Quote all of the data below exactly, please.

═══ Provided data ═══

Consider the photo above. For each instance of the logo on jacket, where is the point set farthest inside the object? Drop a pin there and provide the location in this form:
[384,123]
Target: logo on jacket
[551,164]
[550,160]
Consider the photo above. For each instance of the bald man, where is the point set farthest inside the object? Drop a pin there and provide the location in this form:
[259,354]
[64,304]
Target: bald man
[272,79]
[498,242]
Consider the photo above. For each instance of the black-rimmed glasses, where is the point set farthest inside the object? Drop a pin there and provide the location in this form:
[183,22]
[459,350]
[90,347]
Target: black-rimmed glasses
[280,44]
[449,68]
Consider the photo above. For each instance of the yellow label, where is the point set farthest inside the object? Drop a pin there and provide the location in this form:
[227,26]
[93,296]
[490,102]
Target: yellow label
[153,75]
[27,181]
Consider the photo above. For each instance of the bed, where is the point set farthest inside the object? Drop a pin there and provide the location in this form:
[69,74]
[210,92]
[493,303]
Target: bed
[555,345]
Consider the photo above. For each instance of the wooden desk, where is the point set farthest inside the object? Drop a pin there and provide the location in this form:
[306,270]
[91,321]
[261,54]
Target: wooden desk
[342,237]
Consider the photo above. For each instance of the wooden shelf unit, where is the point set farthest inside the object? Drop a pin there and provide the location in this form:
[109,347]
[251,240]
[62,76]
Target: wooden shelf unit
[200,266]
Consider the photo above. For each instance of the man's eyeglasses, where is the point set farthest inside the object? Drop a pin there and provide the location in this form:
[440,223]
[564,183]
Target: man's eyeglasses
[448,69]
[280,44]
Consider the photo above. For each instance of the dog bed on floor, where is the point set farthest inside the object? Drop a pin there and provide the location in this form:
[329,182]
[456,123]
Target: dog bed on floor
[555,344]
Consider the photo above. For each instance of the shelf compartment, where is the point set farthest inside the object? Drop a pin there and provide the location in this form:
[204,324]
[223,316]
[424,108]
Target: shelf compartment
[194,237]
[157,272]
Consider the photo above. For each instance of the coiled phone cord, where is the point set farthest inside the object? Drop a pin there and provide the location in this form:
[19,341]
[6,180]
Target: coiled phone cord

═══

## Worked solution
Consider the photo above. For each instance of the logo on jacket, where is the point set farthest inside the object? Drop a pin there and provide the location in this form:
[384,123]
Target: logo on jacket
[551,164]
[550,160]
Consider the photo above. For each instance of the bald man, where is the point set farthest inside the object? Drop a pin there and provide the location in this form:
[259,354]
[64,304]
Target: bald man
[272,79]
[498,242]
Consider the photo above. For each instance of the black-rimmed glasses, where is the point set farthest inside the object? Drop a pin there and provide the location in this form:
[183,22]
[459,350]
[90,347]
Target: black-rimmed glasses
[280,44]
[449,68]
Consider the photo above. For each instance of the yellow label, where is the point set farthest inside the object? Drop a pin there and provide the location in this form:
[227,26]
[93,296]
[490,102]
Target: yellow label
[153,75]
[27,181]
Consider the photo above. For each instance of the bed, where is the point set farthest inside the object? Drop a pin there and provide the location in this form:
[69,74]
[210,92]
[493,303]
Target: bed
[555,345]
Consider the photo above. For each instance of the wooden desk, where is the point set farthest inside the object? Drop a pin there and provide the location in this form:
[306,270]
[91,321]
[261,54]
Target: wooden desk
[342,237]
Consider the photo above. For each instance of the wooden shelf unit, where is the point set farthest inside the object? Drop a pin there and provide the location in this form:
[109,347]
[251,240]
[62,76]
Target: wooden shelf unit
[200,266]
Consider the photo above. For each instance of the man's eyeglasses, where is the point set farthest inside the object? Drop a pin there and provide the location in this form:
[440,223]
[564,183]
Target: man's eyeglasses
[448,69]
[280,44]
Consider the photo above. For each instance of the dog bed on floor, where is the point set farthest inside the object? Drop a pin there and provide the location in this form:
[329,182]
[456,123]
Target: dog bed on floor
[555,344]
Consider the photo above. For each instance of the shelf compartment, where is the point set farthest inside the object? Drop a pin there and provide the location in this form:
[204,324]
[223,316]
[424,108]
Target: shelf compartment
[194,237]
[157,272]
Consider the photo above. For each instance of the coiled phone cord, where is the point set farthest inside the object? Drop a pin there and provide the location in this form:
[19,341]
[6,180]
Target: coiled phone cord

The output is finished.